## About this task
Repeat the lines of the data that follow, please, starting at the first and stopping after the one with "glasses lens, each".

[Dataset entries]
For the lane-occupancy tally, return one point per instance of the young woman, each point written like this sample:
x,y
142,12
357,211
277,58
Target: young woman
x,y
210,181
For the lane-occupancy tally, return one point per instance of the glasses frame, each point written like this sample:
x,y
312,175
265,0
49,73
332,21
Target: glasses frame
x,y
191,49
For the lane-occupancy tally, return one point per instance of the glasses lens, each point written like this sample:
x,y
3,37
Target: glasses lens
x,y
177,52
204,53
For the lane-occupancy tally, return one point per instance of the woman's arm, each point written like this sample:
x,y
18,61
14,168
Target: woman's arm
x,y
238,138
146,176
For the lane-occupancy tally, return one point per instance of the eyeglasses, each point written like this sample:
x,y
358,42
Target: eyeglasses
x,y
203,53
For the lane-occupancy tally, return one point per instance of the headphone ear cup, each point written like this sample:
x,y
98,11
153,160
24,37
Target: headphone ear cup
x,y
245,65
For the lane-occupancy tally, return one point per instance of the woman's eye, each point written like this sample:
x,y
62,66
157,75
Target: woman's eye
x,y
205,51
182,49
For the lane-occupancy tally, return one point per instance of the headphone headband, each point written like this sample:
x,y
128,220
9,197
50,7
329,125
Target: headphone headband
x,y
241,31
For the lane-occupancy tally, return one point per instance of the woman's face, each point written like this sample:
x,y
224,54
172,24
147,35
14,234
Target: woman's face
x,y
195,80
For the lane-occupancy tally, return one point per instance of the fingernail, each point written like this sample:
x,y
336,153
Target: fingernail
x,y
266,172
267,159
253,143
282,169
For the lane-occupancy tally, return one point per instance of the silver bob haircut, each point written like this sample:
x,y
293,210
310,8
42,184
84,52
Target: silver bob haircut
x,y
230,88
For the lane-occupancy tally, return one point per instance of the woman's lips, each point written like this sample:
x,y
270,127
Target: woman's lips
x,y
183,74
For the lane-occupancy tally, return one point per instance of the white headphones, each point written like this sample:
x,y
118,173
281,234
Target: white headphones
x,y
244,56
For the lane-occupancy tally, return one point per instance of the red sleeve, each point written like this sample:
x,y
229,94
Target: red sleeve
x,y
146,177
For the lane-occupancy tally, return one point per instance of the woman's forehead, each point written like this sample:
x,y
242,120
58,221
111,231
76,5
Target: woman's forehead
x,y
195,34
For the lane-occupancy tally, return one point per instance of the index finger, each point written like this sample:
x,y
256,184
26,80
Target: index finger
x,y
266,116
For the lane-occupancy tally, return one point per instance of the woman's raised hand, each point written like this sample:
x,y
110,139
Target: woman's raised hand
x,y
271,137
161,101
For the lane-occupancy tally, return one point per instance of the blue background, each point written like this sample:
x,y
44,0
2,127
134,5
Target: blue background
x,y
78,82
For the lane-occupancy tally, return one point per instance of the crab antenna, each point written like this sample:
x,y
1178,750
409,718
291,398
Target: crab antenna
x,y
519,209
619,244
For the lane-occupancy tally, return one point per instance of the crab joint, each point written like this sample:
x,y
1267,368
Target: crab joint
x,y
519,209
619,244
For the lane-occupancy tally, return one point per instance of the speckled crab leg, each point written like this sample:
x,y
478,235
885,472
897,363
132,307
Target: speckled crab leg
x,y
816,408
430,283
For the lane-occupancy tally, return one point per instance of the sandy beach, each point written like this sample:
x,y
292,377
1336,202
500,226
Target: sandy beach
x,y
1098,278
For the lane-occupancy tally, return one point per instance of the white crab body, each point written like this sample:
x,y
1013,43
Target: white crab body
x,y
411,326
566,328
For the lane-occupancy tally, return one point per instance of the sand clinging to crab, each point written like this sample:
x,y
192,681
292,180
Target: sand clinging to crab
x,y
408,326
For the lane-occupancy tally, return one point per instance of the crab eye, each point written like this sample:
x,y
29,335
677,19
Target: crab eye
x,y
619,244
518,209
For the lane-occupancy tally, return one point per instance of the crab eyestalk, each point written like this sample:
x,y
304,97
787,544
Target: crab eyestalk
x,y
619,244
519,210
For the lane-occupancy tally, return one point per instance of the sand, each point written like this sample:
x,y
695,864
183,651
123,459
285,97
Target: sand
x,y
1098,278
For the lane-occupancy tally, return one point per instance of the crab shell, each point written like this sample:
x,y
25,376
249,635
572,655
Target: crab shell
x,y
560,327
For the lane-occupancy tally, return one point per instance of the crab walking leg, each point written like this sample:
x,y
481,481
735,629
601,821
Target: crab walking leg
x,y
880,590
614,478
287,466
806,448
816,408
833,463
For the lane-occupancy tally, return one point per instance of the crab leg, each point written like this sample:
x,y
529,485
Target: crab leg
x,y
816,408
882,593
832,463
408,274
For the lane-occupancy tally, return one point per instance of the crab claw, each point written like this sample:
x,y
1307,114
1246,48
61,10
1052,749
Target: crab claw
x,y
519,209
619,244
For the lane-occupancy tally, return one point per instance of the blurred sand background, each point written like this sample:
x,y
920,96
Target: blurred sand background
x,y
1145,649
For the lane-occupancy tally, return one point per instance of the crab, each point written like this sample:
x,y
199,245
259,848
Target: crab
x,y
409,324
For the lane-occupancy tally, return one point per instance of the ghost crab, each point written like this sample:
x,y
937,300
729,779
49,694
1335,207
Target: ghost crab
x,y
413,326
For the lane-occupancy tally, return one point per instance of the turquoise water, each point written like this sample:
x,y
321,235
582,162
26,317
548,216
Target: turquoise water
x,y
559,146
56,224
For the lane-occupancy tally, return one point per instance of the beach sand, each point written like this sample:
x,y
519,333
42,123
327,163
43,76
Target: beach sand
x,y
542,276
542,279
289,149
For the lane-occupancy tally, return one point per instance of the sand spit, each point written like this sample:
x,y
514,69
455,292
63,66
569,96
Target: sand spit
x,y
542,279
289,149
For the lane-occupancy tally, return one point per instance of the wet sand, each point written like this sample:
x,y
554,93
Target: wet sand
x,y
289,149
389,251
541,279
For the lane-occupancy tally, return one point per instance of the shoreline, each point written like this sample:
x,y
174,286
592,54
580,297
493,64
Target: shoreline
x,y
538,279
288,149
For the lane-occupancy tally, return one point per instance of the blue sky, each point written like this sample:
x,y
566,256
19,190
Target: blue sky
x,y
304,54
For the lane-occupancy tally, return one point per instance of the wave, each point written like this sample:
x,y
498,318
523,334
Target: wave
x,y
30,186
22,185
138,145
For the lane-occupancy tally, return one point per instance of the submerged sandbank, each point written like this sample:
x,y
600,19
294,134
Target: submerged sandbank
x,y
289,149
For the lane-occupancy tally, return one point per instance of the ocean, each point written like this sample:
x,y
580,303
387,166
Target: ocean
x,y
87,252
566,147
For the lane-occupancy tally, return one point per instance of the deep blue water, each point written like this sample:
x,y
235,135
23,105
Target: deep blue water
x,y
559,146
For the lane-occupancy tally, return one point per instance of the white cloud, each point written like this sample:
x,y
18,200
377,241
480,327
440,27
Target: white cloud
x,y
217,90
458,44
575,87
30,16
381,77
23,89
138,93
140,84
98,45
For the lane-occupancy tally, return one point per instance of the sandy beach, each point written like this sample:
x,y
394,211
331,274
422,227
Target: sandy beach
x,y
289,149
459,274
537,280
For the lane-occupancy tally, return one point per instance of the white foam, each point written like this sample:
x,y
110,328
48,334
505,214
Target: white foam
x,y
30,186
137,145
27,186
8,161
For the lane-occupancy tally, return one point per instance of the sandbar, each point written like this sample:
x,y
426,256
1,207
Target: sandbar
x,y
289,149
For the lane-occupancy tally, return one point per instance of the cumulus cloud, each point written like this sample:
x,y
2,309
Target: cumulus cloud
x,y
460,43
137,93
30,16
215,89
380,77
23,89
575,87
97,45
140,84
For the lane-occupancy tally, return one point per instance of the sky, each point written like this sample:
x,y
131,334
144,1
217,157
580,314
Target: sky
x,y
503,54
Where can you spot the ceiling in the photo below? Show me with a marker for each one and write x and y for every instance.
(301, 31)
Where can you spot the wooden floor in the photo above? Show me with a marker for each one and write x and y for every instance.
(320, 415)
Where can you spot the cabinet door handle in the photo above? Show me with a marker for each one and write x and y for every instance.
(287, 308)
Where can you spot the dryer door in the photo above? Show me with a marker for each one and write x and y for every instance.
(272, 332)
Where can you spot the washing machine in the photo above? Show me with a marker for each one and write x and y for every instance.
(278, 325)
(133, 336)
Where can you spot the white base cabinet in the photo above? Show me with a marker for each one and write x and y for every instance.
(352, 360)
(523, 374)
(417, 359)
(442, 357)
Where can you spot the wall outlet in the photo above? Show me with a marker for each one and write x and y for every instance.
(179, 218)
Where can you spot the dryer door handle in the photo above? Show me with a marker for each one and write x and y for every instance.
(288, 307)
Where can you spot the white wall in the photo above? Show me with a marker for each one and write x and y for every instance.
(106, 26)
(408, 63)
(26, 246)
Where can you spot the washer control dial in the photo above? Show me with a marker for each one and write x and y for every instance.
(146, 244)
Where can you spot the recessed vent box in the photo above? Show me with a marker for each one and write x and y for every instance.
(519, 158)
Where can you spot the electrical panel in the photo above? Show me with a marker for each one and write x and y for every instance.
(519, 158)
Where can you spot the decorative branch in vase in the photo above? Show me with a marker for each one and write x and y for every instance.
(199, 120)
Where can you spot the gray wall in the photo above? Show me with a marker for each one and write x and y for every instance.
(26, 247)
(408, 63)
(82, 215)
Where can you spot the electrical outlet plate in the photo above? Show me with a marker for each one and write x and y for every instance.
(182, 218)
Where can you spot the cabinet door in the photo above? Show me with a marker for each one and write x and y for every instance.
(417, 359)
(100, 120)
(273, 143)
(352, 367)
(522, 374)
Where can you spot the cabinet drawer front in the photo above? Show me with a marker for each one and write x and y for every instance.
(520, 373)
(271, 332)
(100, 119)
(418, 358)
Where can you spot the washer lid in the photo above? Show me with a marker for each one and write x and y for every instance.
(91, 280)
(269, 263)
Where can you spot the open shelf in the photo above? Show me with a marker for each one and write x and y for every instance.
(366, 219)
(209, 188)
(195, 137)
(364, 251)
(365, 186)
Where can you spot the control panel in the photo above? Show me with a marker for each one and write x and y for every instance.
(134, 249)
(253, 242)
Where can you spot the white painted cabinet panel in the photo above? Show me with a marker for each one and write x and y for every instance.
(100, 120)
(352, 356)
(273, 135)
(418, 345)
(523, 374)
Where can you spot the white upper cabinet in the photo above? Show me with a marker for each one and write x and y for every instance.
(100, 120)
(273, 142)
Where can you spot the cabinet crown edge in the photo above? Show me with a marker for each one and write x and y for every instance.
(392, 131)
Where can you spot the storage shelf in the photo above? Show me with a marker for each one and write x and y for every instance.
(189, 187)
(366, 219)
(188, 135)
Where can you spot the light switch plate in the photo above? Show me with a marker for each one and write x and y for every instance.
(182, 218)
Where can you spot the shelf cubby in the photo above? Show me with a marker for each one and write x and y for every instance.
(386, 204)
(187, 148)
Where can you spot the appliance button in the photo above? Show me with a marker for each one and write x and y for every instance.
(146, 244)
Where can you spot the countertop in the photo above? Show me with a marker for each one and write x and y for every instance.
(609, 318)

## Solved exercise
For the lane-occupancy tally, return one point per instance of the young woman, each point written like this sample:
x,y
142,12
357,211
277,58
Target: young woman
x,y
210,181
For the lane-occupancy tally, return one point per instance of the glasses frame, each point written like this sample:
x,y
312,175
265,0
49,73
332,21
Target: glasses frame
x,y
191,49
For the lane-occupancy tally, return one point per instance of the glasses lens, each point written like this sample:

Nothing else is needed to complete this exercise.